Your instructions >> Copy every line of the data that includes the string "winter".

Supplied data >>
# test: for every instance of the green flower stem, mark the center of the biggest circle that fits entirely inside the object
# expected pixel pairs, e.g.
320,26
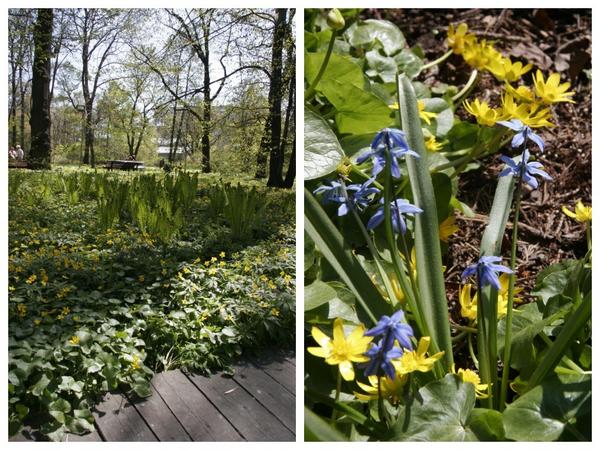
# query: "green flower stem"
511,295
467,87
310,92
588,234
483,347
397,262
376,257
463,328
435,62
365,177
471,351
338,389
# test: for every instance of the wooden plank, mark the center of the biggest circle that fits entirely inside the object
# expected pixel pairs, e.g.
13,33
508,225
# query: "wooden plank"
118,420
159,417
94,436
201,420
273,396
249,417
279,369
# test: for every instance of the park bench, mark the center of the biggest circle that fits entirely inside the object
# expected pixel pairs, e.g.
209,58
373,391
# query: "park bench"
123,165
16,164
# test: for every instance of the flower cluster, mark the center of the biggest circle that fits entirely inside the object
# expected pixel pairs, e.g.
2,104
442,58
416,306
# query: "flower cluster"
390,330
528,104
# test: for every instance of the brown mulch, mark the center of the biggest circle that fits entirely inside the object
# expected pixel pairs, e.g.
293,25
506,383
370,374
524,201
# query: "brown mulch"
555,41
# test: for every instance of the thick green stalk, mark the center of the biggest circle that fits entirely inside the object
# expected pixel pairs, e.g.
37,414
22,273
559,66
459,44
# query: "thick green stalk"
484,345
570,330
311,89
434,304
409,294
511,296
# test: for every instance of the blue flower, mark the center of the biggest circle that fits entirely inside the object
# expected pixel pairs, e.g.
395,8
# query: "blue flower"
525,169
359,195
393,329
397,208
523,133
392,140
486,271
356,194
382,358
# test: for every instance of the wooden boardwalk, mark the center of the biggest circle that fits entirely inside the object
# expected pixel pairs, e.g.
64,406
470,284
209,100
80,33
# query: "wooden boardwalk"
257,404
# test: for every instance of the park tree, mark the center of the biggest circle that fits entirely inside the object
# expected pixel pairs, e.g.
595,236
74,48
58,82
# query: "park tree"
39,154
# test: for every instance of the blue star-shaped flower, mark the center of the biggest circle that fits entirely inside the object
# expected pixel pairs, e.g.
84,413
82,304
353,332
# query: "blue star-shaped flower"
392,140
382,358
527,170
358,195
523,133
393,329
486,270
398,207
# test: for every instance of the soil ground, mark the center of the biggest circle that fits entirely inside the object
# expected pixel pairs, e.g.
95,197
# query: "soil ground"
554,41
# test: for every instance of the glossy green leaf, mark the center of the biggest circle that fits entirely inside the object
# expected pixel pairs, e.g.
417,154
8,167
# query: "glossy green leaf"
340,68
384,67
330,242
317,429
369,34
408,63
317,294
486,424
440,412
547,411
357,111
322,151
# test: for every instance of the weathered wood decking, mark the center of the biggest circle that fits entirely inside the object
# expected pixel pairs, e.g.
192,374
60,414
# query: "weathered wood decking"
257,404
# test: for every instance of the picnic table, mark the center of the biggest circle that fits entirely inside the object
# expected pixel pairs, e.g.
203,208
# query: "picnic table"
124,164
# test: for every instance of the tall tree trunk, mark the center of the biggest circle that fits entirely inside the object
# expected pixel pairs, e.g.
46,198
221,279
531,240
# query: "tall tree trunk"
289,119
206,105
275,150
39,154
22,91
290,176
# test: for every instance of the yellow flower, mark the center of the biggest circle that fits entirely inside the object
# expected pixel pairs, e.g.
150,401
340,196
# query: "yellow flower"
522,93
582,213
432,145
531,114
416,360
482,112
481,55
470,376
457,39
505,70
468,305
425,115
448,227
341,350
390,389
551,91
21,310
135,363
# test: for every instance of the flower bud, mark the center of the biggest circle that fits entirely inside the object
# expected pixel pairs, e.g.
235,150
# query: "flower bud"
335,20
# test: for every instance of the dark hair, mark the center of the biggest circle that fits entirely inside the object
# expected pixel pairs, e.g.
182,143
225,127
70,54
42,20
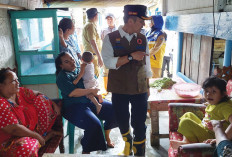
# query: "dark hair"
126,18
58,62
65,23
3,73
216,82
87,56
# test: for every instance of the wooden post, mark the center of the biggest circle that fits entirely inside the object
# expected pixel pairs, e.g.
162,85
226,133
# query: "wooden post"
227,54
6,6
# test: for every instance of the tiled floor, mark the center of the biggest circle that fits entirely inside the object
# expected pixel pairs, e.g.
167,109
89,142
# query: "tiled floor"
115,135
119,144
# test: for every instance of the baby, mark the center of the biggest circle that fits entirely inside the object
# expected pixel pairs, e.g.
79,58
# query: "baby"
89,80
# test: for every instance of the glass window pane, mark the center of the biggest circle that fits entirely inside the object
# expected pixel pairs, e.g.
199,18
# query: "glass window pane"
37,64
35,34
218,55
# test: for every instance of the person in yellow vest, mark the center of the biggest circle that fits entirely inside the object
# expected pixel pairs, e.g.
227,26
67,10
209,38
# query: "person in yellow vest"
91,39
157,42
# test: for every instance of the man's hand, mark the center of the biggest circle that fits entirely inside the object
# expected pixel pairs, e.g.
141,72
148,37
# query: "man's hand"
215,123
100,62
138,55
79,55
83,65
94,91
61,33
40,139
210,141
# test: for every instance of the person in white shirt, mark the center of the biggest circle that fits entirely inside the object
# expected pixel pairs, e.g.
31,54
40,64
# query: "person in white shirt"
89,80
111,25
111,28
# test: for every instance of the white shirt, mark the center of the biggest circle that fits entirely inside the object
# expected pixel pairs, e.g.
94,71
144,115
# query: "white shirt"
108,53
89,77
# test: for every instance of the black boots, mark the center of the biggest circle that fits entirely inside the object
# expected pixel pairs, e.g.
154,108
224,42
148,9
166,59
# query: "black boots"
128,144
139,148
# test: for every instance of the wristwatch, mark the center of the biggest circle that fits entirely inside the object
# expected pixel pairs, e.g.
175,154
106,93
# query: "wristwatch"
129,57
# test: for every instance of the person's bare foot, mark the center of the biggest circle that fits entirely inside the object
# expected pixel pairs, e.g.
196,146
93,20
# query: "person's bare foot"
51,134
85,152
98,107
110,144
175,143
100,99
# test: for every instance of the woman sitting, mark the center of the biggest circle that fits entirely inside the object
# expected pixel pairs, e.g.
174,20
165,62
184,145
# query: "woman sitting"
79,110
26,118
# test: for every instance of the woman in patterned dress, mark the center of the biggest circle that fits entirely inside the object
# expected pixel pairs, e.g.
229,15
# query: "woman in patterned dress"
26,118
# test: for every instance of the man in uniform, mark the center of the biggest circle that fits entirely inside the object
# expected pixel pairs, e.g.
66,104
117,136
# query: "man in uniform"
91,39
125,53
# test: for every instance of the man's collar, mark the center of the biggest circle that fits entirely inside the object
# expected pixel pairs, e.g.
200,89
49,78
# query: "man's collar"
123,33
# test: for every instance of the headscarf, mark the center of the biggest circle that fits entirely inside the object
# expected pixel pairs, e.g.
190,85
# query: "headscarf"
156,29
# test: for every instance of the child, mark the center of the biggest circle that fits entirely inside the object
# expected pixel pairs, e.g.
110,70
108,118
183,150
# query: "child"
87,74
224,144
219,107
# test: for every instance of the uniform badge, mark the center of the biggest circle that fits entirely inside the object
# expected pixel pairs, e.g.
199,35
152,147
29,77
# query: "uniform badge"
139,41
118,40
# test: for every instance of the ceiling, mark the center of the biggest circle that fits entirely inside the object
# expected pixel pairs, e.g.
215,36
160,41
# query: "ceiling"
95,3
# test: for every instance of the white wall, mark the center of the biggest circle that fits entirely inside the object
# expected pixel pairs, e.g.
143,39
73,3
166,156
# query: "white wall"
175,7
7,57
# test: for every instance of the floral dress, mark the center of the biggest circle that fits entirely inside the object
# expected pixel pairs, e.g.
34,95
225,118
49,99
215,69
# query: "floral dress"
34,112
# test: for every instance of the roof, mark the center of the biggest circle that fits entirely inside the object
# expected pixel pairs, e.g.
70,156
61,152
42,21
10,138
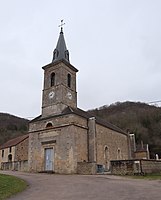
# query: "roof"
59,61
83,114
61,51
14,142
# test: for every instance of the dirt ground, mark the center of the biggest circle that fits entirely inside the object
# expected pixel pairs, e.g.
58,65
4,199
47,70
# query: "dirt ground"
79,187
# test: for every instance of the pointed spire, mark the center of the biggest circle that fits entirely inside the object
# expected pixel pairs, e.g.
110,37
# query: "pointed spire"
61,51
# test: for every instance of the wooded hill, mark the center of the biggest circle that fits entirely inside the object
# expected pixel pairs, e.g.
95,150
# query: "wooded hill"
139,118
11,127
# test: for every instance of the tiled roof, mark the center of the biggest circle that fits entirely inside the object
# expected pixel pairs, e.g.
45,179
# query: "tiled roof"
14,142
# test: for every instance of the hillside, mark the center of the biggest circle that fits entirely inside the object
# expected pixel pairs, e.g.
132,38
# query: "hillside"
11,127
139,118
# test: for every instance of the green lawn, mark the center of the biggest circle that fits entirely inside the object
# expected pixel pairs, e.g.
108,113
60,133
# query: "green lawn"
10,185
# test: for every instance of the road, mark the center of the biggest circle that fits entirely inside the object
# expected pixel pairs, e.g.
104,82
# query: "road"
79,187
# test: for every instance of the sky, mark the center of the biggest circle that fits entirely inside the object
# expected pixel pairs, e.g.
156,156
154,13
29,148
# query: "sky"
115,45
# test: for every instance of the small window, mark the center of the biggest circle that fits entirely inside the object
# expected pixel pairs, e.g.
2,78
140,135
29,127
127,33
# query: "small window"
52,79
69,80
49,125
10,158
2,153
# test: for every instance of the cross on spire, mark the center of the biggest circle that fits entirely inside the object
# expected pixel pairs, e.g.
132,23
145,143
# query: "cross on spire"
61,25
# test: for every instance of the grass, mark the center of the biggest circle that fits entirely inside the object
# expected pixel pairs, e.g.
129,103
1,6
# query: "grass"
10,185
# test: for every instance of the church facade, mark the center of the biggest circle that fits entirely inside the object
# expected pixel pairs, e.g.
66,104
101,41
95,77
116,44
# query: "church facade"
65,137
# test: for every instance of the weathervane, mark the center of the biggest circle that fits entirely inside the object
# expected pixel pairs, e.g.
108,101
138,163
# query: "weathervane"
61,25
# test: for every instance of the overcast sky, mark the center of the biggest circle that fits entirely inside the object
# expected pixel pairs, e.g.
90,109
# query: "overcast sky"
115,45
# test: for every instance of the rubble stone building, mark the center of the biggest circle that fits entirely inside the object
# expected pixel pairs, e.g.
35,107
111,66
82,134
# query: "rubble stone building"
64,138
14,153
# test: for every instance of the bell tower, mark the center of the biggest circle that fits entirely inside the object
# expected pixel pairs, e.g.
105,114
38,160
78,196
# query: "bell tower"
59,89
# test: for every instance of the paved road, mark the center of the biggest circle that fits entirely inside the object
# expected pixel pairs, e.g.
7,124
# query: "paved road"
77,187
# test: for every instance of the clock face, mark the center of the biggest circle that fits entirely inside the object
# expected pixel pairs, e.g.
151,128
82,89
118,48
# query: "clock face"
51,94
69,95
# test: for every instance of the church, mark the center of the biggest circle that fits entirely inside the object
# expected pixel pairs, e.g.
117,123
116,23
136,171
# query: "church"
64,138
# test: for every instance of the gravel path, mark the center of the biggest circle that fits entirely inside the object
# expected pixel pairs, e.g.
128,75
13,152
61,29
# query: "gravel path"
78,187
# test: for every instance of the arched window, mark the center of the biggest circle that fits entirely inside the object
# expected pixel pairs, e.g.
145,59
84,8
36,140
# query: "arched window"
52,79
10,158
119,154
69,80
49,125
107,158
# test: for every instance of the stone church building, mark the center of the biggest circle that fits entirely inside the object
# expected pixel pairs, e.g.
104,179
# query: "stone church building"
64,138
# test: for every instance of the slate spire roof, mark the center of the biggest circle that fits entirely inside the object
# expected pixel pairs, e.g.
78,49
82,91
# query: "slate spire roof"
61,52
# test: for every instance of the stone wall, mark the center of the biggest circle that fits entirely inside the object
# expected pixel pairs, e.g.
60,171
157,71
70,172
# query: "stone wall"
17,165
21,150
86,168
111,145
131,167
69,143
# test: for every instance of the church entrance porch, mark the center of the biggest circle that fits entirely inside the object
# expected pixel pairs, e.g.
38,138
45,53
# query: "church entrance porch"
49,159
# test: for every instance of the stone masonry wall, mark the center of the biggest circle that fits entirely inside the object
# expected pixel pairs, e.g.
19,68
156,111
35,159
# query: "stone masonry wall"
69,144
115,143
21,150
131,167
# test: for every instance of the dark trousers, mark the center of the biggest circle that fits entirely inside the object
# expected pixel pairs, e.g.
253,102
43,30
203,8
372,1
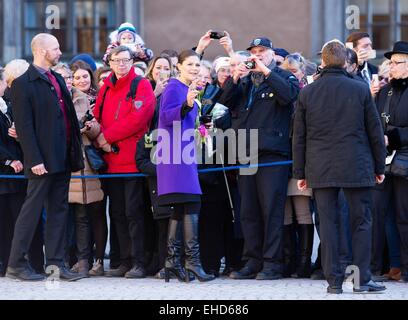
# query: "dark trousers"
162,227
400,190
360,205
10,205
215,227
382,198
90,228
127,213
50,192
263,198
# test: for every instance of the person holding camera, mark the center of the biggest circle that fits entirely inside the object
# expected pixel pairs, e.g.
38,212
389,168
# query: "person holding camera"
363,46
392,105
177,180
265,100
86,195
83,79
124,117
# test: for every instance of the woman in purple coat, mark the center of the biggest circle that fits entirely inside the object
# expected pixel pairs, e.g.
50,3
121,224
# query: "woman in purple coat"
177,175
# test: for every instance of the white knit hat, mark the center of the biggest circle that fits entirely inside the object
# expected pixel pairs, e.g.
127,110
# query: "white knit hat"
221,62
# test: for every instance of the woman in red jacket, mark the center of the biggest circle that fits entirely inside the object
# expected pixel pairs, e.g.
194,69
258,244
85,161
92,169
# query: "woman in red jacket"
124,120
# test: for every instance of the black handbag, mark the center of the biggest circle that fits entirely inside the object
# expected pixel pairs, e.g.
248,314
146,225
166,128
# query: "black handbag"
399,165
95,158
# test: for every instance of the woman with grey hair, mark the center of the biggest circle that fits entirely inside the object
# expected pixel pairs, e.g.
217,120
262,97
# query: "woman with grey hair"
392,104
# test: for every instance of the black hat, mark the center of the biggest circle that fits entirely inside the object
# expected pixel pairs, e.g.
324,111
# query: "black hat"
399,47
261,42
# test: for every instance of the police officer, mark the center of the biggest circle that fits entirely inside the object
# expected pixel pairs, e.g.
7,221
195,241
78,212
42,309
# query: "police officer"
265,102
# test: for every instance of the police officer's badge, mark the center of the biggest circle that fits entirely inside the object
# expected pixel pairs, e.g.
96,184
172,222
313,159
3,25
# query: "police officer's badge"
148,140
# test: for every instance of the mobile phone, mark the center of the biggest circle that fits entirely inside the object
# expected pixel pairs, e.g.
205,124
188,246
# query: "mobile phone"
217,35
372,54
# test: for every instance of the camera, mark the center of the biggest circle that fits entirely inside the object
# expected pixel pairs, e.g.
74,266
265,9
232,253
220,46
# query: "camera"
217,35
249,64
87,117
205,119
115,148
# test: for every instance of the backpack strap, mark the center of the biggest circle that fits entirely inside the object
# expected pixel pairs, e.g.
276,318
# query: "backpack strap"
133,88
102,103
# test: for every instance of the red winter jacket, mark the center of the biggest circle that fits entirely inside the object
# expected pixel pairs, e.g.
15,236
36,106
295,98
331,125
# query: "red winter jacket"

Response to this task >>
# test: for every instance of the red winter jacket, mark the center of the biggest circle that fits entirely inside the object
# query: "red winter jacket"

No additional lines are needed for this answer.